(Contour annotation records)
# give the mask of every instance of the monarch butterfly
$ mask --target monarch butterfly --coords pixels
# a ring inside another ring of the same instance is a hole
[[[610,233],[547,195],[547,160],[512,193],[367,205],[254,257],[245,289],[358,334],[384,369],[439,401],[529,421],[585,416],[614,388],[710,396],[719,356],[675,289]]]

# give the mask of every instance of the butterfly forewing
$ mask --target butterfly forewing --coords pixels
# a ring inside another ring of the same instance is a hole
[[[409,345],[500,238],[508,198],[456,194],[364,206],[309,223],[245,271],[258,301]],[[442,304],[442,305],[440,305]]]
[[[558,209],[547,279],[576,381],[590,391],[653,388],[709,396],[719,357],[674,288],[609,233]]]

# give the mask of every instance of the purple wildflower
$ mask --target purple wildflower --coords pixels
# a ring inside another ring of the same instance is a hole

--

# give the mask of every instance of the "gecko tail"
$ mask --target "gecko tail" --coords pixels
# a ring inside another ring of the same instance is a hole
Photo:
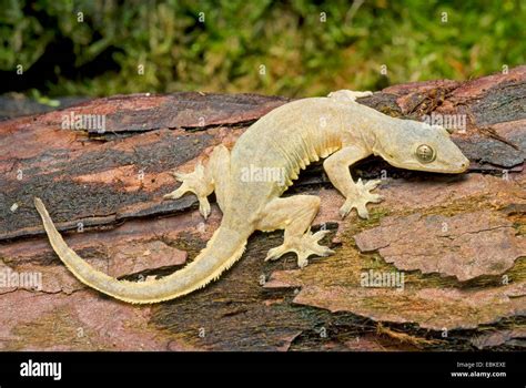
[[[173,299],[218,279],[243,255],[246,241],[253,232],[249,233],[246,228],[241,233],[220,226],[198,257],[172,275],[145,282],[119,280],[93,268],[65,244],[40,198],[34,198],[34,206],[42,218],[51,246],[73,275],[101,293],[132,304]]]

--

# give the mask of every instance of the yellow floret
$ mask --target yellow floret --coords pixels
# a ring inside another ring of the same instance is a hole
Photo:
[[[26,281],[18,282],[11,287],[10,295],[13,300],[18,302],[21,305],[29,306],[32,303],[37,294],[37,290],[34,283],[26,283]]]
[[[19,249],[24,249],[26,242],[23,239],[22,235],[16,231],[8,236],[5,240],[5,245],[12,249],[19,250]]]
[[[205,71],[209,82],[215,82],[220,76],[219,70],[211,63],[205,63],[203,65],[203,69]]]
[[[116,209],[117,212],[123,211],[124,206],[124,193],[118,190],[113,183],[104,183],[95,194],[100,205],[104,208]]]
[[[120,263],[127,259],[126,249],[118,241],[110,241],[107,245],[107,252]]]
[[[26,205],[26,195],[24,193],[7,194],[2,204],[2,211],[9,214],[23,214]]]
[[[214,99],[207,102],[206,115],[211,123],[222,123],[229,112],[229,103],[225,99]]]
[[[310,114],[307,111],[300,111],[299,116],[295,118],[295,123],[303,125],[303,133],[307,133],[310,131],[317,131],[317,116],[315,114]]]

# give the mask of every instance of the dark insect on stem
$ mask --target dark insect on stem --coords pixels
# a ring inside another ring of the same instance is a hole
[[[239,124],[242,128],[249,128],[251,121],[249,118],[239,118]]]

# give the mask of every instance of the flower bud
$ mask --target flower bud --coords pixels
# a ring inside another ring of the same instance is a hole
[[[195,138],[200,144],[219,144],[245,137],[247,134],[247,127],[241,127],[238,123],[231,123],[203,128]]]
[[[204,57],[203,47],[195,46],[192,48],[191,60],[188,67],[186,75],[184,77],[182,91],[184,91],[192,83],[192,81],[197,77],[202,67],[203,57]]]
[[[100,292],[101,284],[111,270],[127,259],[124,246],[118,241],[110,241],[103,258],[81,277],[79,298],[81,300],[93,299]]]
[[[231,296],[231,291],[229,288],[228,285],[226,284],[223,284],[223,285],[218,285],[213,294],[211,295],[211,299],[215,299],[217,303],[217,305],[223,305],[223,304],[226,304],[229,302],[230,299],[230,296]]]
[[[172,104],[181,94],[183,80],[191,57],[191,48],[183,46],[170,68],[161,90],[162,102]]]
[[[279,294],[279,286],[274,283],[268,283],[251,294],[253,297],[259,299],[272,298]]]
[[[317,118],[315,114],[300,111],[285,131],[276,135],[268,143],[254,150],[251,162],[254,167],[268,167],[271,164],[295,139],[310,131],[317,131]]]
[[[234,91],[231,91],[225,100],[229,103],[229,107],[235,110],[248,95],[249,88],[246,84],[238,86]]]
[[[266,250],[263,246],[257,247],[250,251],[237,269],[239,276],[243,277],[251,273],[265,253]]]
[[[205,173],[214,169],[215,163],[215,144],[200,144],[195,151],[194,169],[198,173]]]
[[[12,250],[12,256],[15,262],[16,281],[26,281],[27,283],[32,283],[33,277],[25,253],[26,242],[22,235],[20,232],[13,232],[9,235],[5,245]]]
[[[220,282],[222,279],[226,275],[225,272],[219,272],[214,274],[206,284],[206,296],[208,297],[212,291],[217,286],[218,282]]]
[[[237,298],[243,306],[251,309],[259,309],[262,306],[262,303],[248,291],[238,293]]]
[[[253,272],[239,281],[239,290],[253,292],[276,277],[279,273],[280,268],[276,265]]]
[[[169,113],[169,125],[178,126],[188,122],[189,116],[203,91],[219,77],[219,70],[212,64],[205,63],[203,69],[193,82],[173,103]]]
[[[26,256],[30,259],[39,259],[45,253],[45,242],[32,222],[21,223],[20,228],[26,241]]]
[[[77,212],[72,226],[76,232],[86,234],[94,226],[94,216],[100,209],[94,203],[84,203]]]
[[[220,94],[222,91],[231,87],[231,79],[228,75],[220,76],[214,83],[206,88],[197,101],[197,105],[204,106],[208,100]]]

• _Set task_: Begin at the line that contains "# give the mask of every instance of the yellow" and stop after the line that contains "[[[239,124],[242,128],[249,128],[251,121],[249,118],[239,118]]]". Write out every line in that span again, requests included, but multiply each pixel coordinate in the polygon outlines by 1.65 and round it to a whole number, with halves rounded up.

• _Result below_:
# give the mask of every instance of the yellow floret
$ mask --target yellow floret --coords pixels
# a ring inside another ring of the same instance is a hole
Photo:
[[[43,464],[30,465],[18,474],[17,487],[21,495],[30,498],[35,503],[48,505],[53,500],[61,485],[61,479],[56,467],[43,467]]]
[[[31,411],[40,411],[43,399],[38,394],[36,388],[26,381],[13,389],[8,396],[8,404],[20,411],[31,413]]]
[[[338,117],[345,135],[355,135],[363,125],[361,116],[348,104],[338,104],[335,107],[335,114]]]
[[[191,345],[193,350],[203,348],[205,340],[205,318],[195,314],[186,302],[172,302],[157,320],[165,338],[172,343]]]
[[[198,434],[210,427],[208,411],[195,398],[182,398],[177,404],[177,416]]]
[[[43,338],[43,322],[40,318],[12,320],[3,337],[3,348],[15,353],[38,353]]]
[[[353,163],[342,168],[340,190],[348,203],[366,203],[378,185],[378,170],[371,163]]]
[[[512,188],[507,183],[495,183],[493,191],[487,195],[487,203],[500,206],[500,219],[507,219],[512,216],[523,216],[523,191],[520,188]]]

# give the mask of every instance of the dark insect on stem
$ mask --target dark insect on stem --coords pixels
# a ring inside another ring of the same instance is a hole
[[[394,205],[399,211],[411,211],[414,200],[411,195],[394,195]]]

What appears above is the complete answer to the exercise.